-- start EXERCISE MATERIALS --

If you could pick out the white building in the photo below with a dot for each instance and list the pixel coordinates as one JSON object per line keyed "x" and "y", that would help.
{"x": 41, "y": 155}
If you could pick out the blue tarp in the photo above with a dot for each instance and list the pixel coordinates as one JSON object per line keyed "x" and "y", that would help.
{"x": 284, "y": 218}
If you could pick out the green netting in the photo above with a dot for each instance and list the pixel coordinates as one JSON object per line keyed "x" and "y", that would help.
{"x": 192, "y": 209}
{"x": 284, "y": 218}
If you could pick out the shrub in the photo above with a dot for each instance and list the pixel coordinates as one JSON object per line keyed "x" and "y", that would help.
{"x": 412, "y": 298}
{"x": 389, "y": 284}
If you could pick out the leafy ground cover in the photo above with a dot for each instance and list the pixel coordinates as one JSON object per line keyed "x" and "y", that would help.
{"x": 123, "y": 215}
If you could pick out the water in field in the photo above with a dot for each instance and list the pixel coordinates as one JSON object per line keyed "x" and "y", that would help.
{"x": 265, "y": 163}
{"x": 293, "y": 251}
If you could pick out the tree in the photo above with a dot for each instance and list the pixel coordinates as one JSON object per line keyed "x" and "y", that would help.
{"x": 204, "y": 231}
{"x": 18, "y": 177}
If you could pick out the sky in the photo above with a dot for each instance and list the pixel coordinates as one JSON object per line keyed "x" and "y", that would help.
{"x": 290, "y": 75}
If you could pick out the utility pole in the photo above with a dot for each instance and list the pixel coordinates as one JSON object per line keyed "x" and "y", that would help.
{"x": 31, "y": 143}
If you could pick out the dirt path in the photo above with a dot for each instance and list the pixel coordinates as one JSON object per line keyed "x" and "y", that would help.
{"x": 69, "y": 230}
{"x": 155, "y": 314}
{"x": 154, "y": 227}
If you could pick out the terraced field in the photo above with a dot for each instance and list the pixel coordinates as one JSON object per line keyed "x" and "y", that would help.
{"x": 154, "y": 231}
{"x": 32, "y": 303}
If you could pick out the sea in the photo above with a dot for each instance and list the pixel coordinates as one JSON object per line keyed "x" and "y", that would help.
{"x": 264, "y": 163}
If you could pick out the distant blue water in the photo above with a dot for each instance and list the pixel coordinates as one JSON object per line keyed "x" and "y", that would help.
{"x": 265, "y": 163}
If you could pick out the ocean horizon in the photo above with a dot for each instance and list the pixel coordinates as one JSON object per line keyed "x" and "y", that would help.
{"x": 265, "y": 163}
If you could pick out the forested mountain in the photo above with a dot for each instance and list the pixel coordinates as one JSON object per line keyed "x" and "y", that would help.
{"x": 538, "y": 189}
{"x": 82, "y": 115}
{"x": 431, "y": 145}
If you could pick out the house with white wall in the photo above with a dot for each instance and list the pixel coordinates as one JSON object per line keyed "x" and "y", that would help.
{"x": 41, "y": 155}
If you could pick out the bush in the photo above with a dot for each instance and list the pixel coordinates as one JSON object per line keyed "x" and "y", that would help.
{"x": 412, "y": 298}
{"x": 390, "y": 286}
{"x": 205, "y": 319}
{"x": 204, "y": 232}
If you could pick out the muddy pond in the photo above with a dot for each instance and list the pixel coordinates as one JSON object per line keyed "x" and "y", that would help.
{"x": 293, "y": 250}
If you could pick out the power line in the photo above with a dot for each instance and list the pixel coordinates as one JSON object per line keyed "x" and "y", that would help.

-- end EXERCISE MATERIALS --

Turn the lines from the one containing "If you could pick out the muddy" through the last line above into a JSON list of strings, one string per line, skipping any blank lines.

[
  "If you could pick out the muddy pond in the photo above with a dot for each instance and list the pixel coordinates as one JSON object per line keyed \"x\" and \"y\", that would help.",
  "{\"x\": 293, \"y\": 250}",
  "If you could pick out the power line in the photo above with a dot for each instance and list the pixel coordinates as one JSON object per line keyed \"x\" and \"y\", that would help."
]